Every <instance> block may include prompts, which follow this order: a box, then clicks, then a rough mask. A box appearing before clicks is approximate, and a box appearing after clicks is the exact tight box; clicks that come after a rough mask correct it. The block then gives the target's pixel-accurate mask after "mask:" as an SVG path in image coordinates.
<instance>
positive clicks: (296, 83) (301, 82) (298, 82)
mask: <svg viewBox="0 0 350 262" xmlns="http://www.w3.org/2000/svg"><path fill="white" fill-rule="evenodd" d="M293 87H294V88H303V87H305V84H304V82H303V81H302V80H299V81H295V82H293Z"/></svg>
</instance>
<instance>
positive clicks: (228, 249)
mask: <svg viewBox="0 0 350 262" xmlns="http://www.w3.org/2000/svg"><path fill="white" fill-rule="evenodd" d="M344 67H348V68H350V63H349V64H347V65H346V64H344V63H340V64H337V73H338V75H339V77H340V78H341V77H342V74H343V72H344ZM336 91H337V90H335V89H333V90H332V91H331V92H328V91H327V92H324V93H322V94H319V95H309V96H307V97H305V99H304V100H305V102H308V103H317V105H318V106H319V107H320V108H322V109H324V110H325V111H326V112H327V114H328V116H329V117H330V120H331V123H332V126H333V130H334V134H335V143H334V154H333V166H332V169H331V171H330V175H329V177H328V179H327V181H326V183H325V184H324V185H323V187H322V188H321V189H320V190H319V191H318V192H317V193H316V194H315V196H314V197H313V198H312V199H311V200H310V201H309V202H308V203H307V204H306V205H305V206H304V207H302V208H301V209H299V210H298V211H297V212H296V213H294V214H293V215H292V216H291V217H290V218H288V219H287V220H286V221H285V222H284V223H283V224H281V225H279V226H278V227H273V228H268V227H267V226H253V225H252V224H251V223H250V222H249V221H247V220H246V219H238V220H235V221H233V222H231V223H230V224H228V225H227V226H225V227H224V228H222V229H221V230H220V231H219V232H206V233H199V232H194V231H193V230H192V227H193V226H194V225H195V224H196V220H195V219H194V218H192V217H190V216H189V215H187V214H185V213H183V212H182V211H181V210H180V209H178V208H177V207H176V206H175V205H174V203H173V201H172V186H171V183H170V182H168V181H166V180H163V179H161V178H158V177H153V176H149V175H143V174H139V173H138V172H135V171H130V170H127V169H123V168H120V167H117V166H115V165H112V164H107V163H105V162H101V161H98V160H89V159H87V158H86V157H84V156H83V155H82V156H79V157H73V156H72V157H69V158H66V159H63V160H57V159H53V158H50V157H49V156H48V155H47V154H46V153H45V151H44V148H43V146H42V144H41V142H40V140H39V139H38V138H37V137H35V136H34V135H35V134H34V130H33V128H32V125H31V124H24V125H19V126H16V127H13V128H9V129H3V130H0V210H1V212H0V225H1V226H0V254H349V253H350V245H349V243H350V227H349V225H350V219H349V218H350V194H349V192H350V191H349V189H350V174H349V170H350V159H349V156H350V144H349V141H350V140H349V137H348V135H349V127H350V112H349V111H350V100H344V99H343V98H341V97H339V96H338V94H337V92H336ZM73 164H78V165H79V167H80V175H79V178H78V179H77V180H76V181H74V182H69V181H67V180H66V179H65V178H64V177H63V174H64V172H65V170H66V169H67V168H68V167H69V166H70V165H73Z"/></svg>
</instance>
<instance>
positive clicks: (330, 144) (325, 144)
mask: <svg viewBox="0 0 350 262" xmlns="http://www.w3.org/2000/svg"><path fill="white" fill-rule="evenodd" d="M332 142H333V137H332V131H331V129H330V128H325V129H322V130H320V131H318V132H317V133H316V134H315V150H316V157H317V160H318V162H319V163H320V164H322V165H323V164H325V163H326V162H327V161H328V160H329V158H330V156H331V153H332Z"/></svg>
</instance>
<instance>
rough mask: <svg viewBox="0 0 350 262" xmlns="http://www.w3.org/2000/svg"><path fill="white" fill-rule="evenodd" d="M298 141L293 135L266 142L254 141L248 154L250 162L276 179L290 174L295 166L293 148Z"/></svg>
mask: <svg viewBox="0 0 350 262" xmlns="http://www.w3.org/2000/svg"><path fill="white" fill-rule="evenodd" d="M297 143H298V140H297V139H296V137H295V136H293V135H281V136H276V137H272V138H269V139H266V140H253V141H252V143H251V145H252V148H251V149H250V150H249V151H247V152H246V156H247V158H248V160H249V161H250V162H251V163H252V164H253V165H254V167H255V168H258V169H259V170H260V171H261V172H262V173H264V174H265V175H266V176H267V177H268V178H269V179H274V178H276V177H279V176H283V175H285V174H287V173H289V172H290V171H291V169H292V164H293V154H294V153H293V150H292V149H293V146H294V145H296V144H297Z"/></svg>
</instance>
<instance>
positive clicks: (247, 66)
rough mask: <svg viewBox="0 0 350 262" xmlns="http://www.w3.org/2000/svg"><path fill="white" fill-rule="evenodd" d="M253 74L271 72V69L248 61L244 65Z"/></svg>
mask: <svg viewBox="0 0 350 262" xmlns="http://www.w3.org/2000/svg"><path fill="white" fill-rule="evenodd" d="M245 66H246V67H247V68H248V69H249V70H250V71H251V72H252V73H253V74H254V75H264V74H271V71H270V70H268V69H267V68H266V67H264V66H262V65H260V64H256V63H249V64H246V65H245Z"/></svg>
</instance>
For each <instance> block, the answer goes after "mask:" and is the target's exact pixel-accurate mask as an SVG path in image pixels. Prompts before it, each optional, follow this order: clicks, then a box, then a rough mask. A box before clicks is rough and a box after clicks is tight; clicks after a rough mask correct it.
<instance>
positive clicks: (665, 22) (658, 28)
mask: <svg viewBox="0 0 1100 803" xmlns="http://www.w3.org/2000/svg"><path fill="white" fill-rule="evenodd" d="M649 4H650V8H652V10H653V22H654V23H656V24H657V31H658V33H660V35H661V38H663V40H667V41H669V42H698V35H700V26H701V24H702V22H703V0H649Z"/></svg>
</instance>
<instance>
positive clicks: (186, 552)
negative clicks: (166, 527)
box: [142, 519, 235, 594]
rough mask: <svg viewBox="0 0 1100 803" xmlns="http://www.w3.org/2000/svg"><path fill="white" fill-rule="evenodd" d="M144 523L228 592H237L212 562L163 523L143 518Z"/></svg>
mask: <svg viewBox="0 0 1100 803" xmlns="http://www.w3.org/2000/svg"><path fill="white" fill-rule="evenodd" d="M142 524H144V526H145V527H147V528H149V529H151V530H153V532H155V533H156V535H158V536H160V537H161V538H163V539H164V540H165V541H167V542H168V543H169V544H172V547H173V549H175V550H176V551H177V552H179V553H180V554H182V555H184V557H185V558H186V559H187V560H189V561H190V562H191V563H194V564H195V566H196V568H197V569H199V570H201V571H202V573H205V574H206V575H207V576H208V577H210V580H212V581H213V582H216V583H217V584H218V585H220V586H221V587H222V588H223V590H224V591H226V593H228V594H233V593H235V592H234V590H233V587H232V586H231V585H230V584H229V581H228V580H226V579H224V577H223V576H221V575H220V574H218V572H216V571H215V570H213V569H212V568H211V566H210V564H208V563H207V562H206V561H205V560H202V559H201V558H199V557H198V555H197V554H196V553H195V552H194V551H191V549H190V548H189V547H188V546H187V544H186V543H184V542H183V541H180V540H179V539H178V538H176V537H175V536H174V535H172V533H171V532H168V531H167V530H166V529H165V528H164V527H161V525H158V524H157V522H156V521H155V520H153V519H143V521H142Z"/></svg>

- _Work task_
In the records above, find the line with "positive clicks: (186, 552)"; write out exactly that line and each one after it, stopping after the line with "box: [142, 519, 235, 594]".

- _Response_
positive clicks: (186, 552)
negative clicks: (166, 527)
box: [142, 519, 235, 594]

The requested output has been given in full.